--- What is required ---
Every entry below needs to be printed again exactly, with its pictures left out.
****************
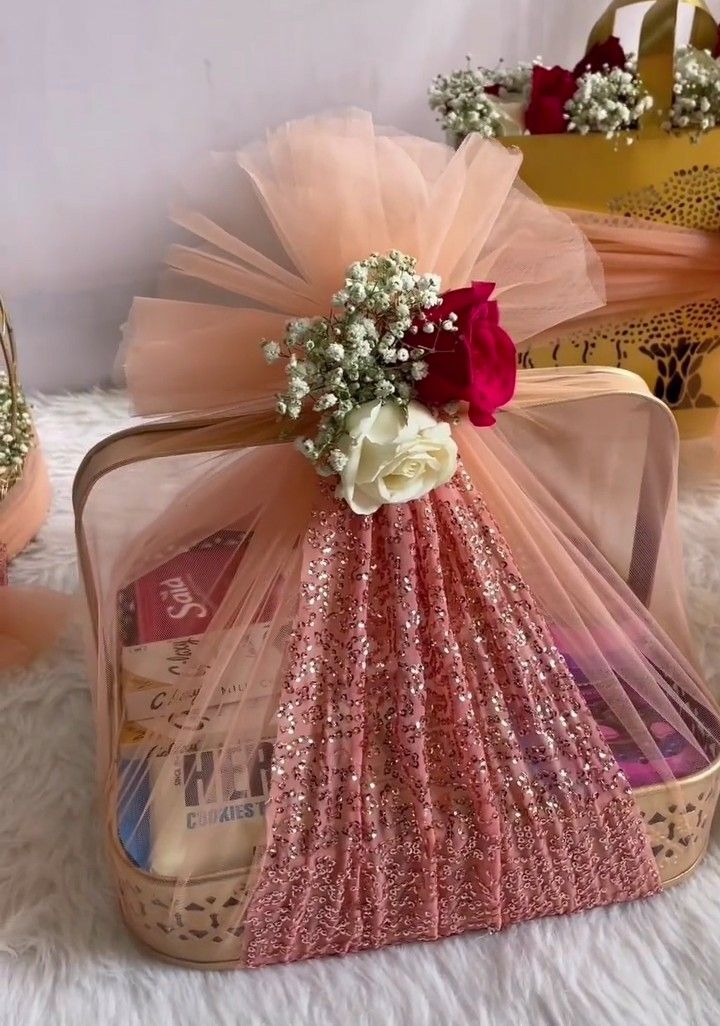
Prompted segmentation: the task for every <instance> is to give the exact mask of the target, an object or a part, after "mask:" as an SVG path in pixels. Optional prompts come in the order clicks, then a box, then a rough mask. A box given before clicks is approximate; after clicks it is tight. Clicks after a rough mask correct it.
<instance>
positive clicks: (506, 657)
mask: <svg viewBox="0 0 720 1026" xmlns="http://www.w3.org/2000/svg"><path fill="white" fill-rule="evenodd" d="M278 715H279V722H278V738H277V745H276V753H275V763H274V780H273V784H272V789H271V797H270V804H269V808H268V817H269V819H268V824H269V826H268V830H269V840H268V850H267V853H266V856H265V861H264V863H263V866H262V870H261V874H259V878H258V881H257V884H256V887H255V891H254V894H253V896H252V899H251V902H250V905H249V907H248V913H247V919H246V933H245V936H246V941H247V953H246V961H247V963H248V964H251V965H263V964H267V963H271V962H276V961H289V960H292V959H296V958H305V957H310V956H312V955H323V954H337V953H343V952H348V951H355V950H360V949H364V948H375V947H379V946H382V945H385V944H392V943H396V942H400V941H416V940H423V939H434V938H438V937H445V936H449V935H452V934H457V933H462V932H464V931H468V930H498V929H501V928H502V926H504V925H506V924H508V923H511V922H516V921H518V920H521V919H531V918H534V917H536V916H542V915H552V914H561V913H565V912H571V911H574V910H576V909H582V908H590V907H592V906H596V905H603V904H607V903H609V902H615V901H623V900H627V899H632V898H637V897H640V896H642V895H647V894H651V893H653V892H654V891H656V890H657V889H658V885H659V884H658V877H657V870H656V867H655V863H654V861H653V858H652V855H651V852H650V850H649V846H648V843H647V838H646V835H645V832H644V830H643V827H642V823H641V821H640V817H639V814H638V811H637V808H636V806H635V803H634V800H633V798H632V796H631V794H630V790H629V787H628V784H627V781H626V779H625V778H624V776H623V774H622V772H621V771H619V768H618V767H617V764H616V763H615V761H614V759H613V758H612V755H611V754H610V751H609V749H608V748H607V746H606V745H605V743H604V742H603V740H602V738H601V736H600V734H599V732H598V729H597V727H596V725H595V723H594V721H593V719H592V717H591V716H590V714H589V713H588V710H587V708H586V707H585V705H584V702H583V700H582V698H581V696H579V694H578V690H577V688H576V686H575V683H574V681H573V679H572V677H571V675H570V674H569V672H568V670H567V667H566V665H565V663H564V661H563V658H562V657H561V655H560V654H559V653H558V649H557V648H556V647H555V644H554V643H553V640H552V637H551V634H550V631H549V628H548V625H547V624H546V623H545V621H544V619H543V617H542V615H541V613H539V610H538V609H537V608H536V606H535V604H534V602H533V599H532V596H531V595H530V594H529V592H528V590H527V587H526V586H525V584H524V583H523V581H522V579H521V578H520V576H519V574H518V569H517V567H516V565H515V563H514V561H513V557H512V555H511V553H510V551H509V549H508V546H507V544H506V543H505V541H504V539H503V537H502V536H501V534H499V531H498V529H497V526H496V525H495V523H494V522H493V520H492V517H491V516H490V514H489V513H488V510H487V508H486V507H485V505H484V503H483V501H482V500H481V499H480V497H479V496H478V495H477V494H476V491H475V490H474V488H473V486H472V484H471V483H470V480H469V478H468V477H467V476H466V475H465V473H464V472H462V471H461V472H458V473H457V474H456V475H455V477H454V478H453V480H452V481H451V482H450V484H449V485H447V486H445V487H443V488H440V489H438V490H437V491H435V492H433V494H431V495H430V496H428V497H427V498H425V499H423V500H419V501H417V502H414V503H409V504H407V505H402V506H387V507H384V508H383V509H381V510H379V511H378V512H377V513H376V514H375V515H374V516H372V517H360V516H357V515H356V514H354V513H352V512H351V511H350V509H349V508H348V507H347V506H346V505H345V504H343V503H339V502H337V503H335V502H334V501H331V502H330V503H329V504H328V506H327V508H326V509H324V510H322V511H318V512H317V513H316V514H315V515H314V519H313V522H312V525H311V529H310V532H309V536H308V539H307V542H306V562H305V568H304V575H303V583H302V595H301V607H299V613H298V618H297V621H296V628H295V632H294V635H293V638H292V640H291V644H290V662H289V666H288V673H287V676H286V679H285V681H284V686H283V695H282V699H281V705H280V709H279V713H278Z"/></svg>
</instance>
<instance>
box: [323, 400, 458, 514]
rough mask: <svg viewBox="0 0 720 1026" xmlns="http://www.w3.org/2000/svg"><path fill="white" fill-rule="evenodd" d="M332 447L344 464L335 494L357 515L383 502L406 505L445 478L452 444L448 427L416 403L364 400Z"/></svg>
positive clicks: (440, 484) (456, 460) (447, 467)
****************
--- Finished exercise ---
Prompted segmentation: the task for every <instance> is to give the exact mask of the target, an object or a part, after "mask:" as an SVG path in pixels. Optional prompts come in the order clicks, then a box, then a rough mask. A box given before clicks is approximate; after clicks it is tight. Clicks after a rough mask correct it.
<instance>
positive clicks: (506, 657)
mask: <svg viewBox="0 0 720 1026" xmlns="http://www.w3.org/2000/svg"><path fill="white" fill-rule="evenodd" d="M278 715H279V722H278V738H277V745H276V753H275V763H274V780H273V784H272V789H271V797H270V804H269V808H268V817H269V819H268V824H269V826H268V830H269V840H268V850H267V853H266V856H265V861H264V863H263V866H262V870H261V874H259V878H258V881H257V884H256V887H255V891H254V894H253V896H252V899H251V902H250V905H249V907H248V913H247V919H246V933H245V936H246V941H247V953H246V961H247V963H248V964H251V965H263V964H267V963H271V962H276V961H289V960H292V959H296V958H305V957H310V956H312V955H323V954H337V953H343V952H348V951H355V950H360V949H364V948H375V947H379V946H382V945H385V944H392V943H396V942H400V941H416V940H423V939H434V938H438V937H445V936H449V935H452V934H457V933H462V932H464V931H468V930H498V929H501V928H502V926H504V925H506V924H508V923H511V922H516V921H518V920H521V919H531V918H534V917H536V916H542V915H552V914H561V913H565V912H571V911H574V910H576V909H582V908H590V907H592V906H596V905H603V904H607V903H609V902H615V901H623V900H627V899H632V898H637V897H640V896H642V895H647V894H651V893H653V892H654V891H656V890H657V889H658V885H659V884H658V877H657V870H656V867H655V863H654V861H653V858H652V855H651V852H650V850H649V846H648V843H647V838H646V835H645V832H644V830H643V827H642V823H641V821H640V817H639V814H638V811H637V808H636V806H635V803H634V800H633V798H632V796H631V794H630V790H629V787H628V784H627V781H626V779H625V778H624V776H623V774H622V772H621V771H619V768H618V767H617V764H616V763H615V761H614V759H613V758H612V755H611V754H610V751H609V749H608V748H607V746H606V745H605V743H604V742H603V740H602V738H601V736H600V734H599V732H598V729H597V727H596V725H595V723H594V721H593V719H592V717H591V716H590V714H589V713H588V710H587V708H586V707H585V705H584V702H583V700H582V698H581V696H579V694H578V690H577V688H576V686H575V683H574V681H573V679H572V677H571V675H570V674H569V672H568V670H567V667H566V665H565V663H564V661H563V658H562V657H561V655H560V654H559V653H558V649H557V648H556V647H555V644H554V643H553V640H552V637H551V634H550V631H549V628H548V625H547V624H546V623H545V621H544V619H543V617H542V615H541V613H539V610H538V609H537V608H536V606H535V604H534V602H533V599H532V596H531V595H530V594H529V592H528V590H527V587H526V586H525V584H524V583H523V581H522V579H521V578H520V576H519V574H518V569H517V567H516V565H515V563H514V561H513V557H512V555H511V553H510V551H509V549H508V546H507V544H506V543H505V541H504V539H503V537H502V536H501V534H499V531H498V529H497V526H496V525H495V523H494V522H493V520H492V517H491V516H490V514H489V513H488V510H487V508H486V507H485V505H484V503H483V501H482V500H481V499H480V497H479V496H478V495H477V494H476V491H475V490H474V488H473V486H472V484H471V483H470V480H469V478H468V477H467V476H466V475H465V473H464V472H462V471H461V472H458V473H457V474H456V475H455V477H454V478H453V480H452V481H451V482H450V484H449V485H447V486H445V487H443V488H440V489H438V490H437V491H435V492H433V494H431V495H430V496H428V497H427V498H425V499H423V500H419V501H417V502H414V503H409V504H407V505H402V506H387V507H384V508H383V509H381V510H379V511H378V512H377V513H376V514H375V515H374V516H372V517H360V516H357V515H356V514H354V513H352V512H351V511H350V509H349V508H348V507H347V506H346V505H345V504H343V503H339V502H337V503H335V502H334V501H331V502H330V503H329V504H328V506H327V508H326V509H324V510H322V511H318V512H317V513H316V514H315V515H314V519H313V522H312V525H311V529H310V532H309V536H308V539H307V542H306V562H305V568H304V575H303V583H302V595H301V607H299V613H298V618H297V621H296V628H295V632H294V635H293V638H292V640H291V644H290V662H289V666H288V673H287V676H286V679H285V681H284V686H283V695H282V699H281V705H280V709H279V713H278Z"/></svg>
</instance>
<instance>
box: [323, 400, 458, 514]
rough mask: <svg viewBox="0 0 720 1026" xmlns="http://www.w3.org/2000/svg"><path fill="white" fill-rule="evenodd" d="M332 447L344 464L335 494L357 515L383 502L406 505L445 478L452 444L448 427L416 403L364 400Z"/></svg>
positive clicks: (440, 484) (456, 460) (447, 467)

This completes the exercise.